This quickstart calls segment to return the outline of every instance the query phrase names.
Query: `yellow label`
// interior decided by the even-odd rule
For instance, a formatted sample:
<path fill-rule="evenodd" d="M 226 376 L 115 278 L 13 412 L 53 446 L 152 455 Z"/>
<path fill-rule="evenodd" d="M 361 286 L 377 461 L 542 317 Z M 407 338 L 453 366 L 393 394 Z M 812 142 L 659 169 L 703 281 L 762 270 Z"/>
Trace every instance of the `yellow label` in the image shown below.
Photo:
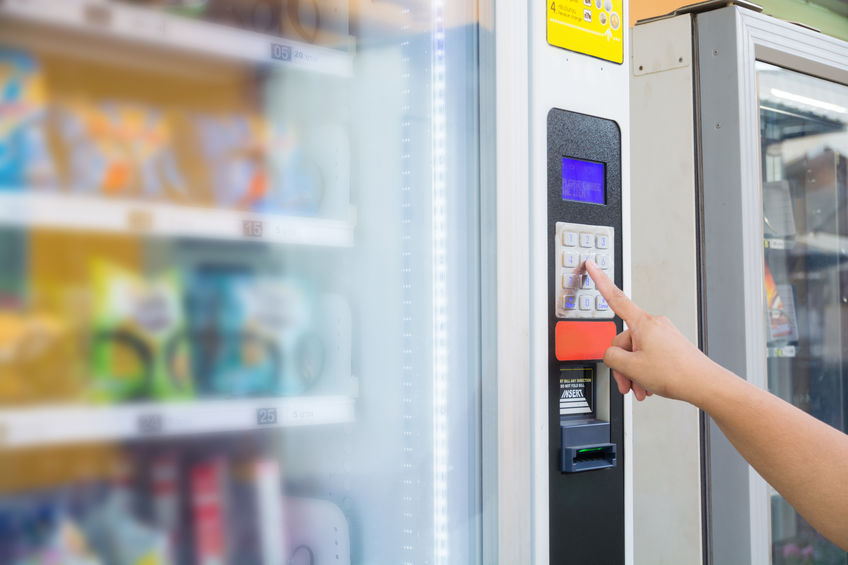
<path fill-rule="evenodd" d="M 622 0 L 547 0 L 548 43 L 624 62 Z"/>

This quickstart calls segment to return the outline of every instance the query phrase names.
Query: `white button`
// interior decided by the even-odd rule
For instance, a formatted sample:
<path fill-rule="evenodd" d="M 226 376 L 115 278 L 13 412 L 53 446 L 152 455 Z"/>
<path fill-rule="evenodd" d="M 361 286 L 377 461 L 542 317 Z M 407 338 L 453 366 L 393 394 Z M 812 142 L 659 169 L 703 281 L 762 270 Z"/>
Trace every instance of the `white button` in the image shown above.
<path fill-rule="evenodd" d="M 581 310 L 591 310 L 594 300 L 591 294 L 581 294 L 577 297 L 577 302 L 580 304 Z"/>
<path fill-rule="evenodd" d="M 598 267 L 602 269 L 609 269 L 610 266 L 610 258 L 606 253 L 598 253 L 595 256 L 595 263 L 598 264 Z"/>
<path fill-rule="evenodd" d="M 577 288 L 577 275 L 562 275 L 562 288 Z"/>
<path fill-rule="evenodd" d="M 580 256 L 577 253 L 572 253 L 571 251 L 563 251 L 562 252 L 562 266 L 573 269 L 577 267 L 579 264 Z"/>
<path fill-rule="evenodd" d="M 607 299 L 604 298 L 603 296 L 599 296 L 596 299 L 595 307 L 601 312 L 603 312 L 605 310 L 609 310 L 609 305 L 607 304 Z"/>
<path fill-rule="evenodd" d="M 575 247 L 577 245 L 577 232 L 563 231 L 562 244 L 567 247 Z"/>
<path fill-rule="evenodd" d="M 595 236 L 590 233 L 581 233 L 580 247 L 595 247 Z"/>
<path fill-rule="evenodd" d="M 592 280 L 592 277 L 589 275 L 583 275 L 583 284 L 581 285 L 583 290 L 593 290 L 595 288 L 595 281 Z"/>
<path fill-rule="evenodd" d="M 580 264 L 581 265 L 583 265 L 584 263 L 586 263 L 586 261 L 589 261 L 589 260 L 592 260 L 592 261 L 595 260 L 595 254 L 594 253 L 582 253 L 580 255 Z"/>
<path fill-rule="evenodd" d="M 598 249 L 609 249 L 609 238 L 606 235 L 598 236 Z"/>
<path fill-rule="evenodd" d="M 563 296 L 562 307 L 565 310 L 574 310 L 577 308 L 577 300 L 574 298 L 573 295 Z"/>

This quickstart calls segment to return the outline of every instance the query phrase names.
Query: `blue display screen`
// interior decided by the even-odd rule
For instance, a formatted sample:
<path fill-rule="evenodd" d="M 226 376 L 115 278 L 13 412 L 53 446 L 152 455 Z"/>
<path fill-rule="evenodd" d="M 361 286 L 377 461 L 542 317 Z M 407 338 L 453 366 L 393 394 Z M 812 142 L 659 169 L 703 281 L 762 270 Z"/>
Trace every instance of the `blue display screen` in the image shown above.
<path fill-rule="evenodd" d="M 562 158 L 562 199 L 606 204 L 604 164 Z"/>

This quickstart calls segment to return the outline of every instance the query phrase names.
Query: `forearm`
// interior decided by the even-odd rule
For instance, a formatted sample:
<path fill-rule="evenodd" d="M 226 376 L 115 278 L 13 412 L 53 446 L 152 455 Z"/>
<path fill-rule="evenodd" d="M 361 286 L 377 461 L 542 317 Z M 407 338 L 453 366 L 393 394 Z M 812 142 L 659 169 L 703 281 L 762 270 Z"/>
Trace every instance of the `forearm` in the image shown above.
<path fill-rule="evenodd" d="M 848 436 L 718 365 L 691 401 L 813 527 L 848 550 Z"/>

◇ ◇ ◇ ◇ ◇ ◇ ◇

** Goal of the exercise **
Here the records must be restated exactly, minus any images.

** Final answer **
This quickstart calls segment to return the outline of every instance the query phrase names.
Query: `yellow label`
// interior decided by the even-odd rule
For instance, a formatted sample:
<path fill-rule="evenodd" d="M 226 376 L 115 278 L 13 412 L 53 446 L 152 455 Z"/>
<path fill-rule="evenodd" d="M 361 286 L 377 461 L 542 317 Z M 407 338 L 453 366 L 393 394 Z M 812 142 L 659 169 L 703 281 L 762 270 Z"/>
Trace every instance of the `yellow label` in the image shown below.
Photo:
<path fill-rule="evenodd" d="M 622 0 L 547 0 L 548 43 L 624 62 Z"/>

This quickstart calls segment to return the outline of every instance the query phrase names.
Query: `white button`
// interior decided by the even-odd rule
For instance, a formatted sample:
<path fill-rule="evenodd" d="M 226 376 L 115 278 L 13 412 L 53 446 L 152 455 Z"/>
<path fill-rule="evenodd" d="M 361 286 L 377 461 L 542 317 Z M 407 338 L 453 366 L 393 394 Z M 812 142 L 659 169 L 703 281 L 762 270 Z"/>
Trace every instance of the `white button` in the image shown above.
<path fill-rule="evenodd" d="M 581 310 L 591 310 L 594 300 L 591 294 L 581 294 L 577 297 L 577 302 L 580 304 Z"/>
<path fill-rule="evenodd" d="M 598 267 L 602 269 L 609 269 L 610 266 L 610 258 L 606 253 L 598 253 L 595 256 L 595 263 L 598 264 Z"/>
<path fill-rule="evenodd" d="M 577 288 L 577 275 L 562 275 L 562 288 Z"/>
<path fill-rule="evenodd" d="M 580 256 L 577 253 L 572 253 L 571 251 L 563 251 L 562 252 L 562 266 L 573 269 L 577 267 L 579 264 Z"/>
<path fill-rule="evenodd" d="M 607 299 L 604 298 L 603 296 L 599 296 L 596 299 L 595 307 L 601 312 L 603 312 L 605 310 L 609 310 L 609 305 L 607 304 Z"/>
<path fill-rule="evenodd" d="M 575 247 L 577 245 L 577 232 L 563 231 L 562 244 L 567 247 Z"/>
<path fill-rule="evenodd" d="M 595 236 L 590 233 L 581 233 L 580 247 L 595 247 Z"/>
<path fill-rule="evenodd" d="M 592 280 L 592 277 L 589 275 L 583 275 L 583 284 L 581 285 L 583 290 L 593 290 L 595 288 L 595 281 Z"/>
<path fill-rule="evenodd" d="M 580 264 L 581 265 L 583 265 L 584 263 L 586 263 L 586 261 L 589 261 L 589 260 L 592 260 L 592 261 L 595 260 L 595 254 L 594 253 L 582 253 L 580 255 Z"/>
<path fill-rule="evenodd" d="M 598 249 L 609 249 L 609 238 L 606 235 L 598 236 Z"/>
<path fill-rule="evenodd" d="M 563 296 L 562 307 L 565 310 L 574 310 L 577 308 L 577 300 L 574 298 L 573 295 Z"/>

This quickstart calls segment to return the outline of every instance the query phrase names.
Query: `blue display screen`
// interior decided by the even-odd rule
For instance, a formatted sample:
<path fill-rule="evenodd" d="M 226 376 L 115 278 L 13 412 L 53 446 L 152 455 Z"/>
<path fill-rule="evenodd" d="M 361 286 L 377 461 L 542 317 Z M 407 338 L 453 366 L 393 394 Z M 812 142 L 659 169 L 703 281 L 762 270 Z"/>
Trace every instance of the `blue display screen` in the image shown above.
<path fill-rule="evenodd" d="M 562 158 L 562 199 L 606 204 L 604 164 Z"/>

This quickstart calls segment to return the outline of every instance the query phrase names.
Query: `forearm`
// interior decided by the even-odd rule
For instance, a formatted sample:
<path fill-rule="evenodd" d="M 226 376 L 115 278 L 13 412 L 53 446 L 152 455 Z"/>
<path fill-rule="evenodd" d="M 361 286 L 377 461 L 542 317 Z M 407 338 L 453 366 L 393 394 Z M 812 142 L 659 169 L 703 281 L 762 270 Z"/>
Trace every instance of the `forearm` in the image shown above.
<path fill-rule="evenodd" d="M 848 436 L 718 365 L 691 401 L 813 527 L 848 550 Z"/>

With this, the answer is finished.